Saved data entries -
* * * * *
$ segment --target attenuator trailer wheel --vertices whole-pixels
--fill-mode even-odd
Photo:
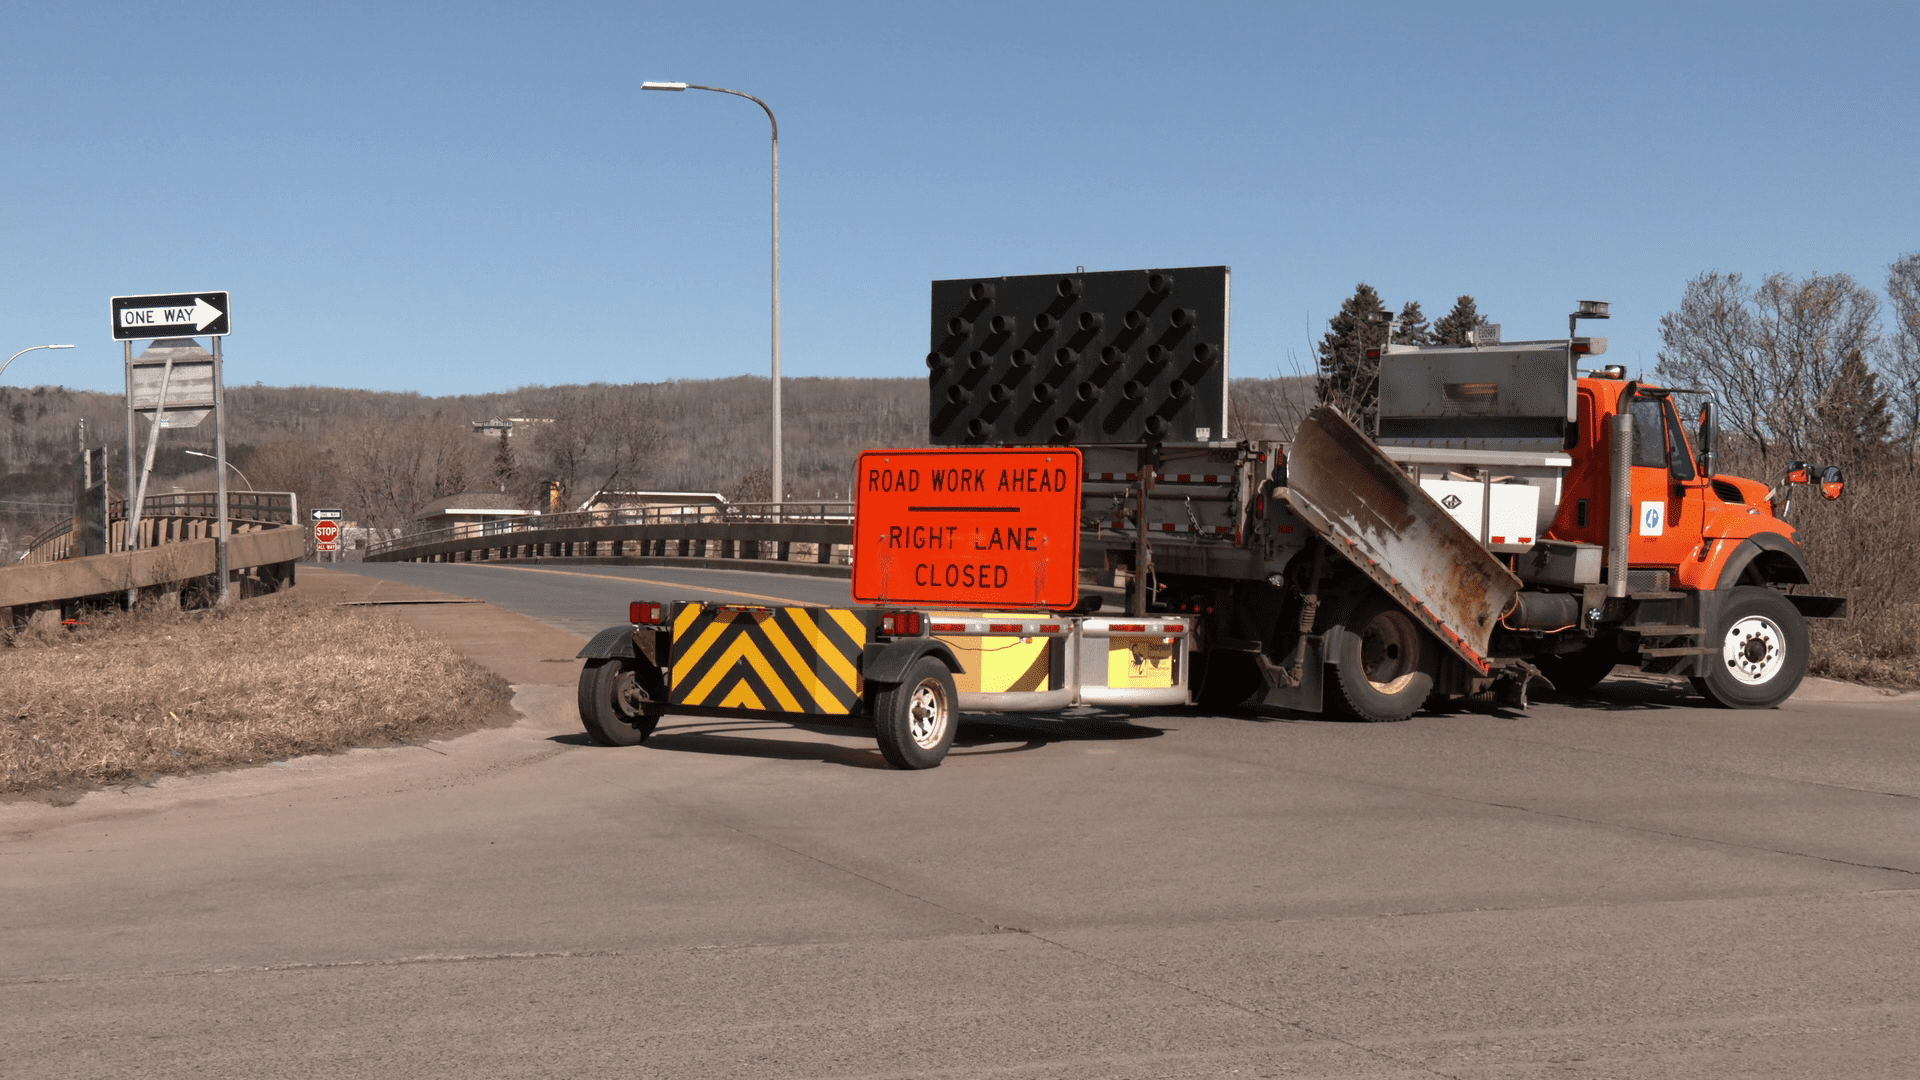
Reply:
[[[580,671],[580,723],[601,746],[637,746],[660,723],[665,695],[651,667],[615,657]]]
[[[1704,644],[1715,651],[1693,685],[1723,708],[1771,709],[1807,674],[1807,620],[1772,589],[1734,589],[1720,609],[1718,632]]]
[[[940,764],[953,746],[957,701],[947,665],[931,656],[915,660],[898,685],[873,695],[873,727],[881,755],[900,769]]]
* * * * *
Directions for this task -
Print the records above exactly as they stand, but leave out the pictures.

Solution to this exercise -
$ segment --target attenuator trailer wheel --vertices whole-pixels
--fill-mode even-odd
Photo:
Reply:
[[[580,671],[580,723],[601,746],[637,746],[660,723],[665,695],[651,667],[615,657]]]
[[[1704,644],[1715,651],[1693,685],[1723,708],[1771,709],[1807,674],[1807,620],[1772,589],[1734,589],[1720,609],[1718,632]]]
[[[940,764],[953,746],[957,701],[947,665],[931,656],[915,660],[898,685],[873,695],[873,727],[881,755],[900,769]]]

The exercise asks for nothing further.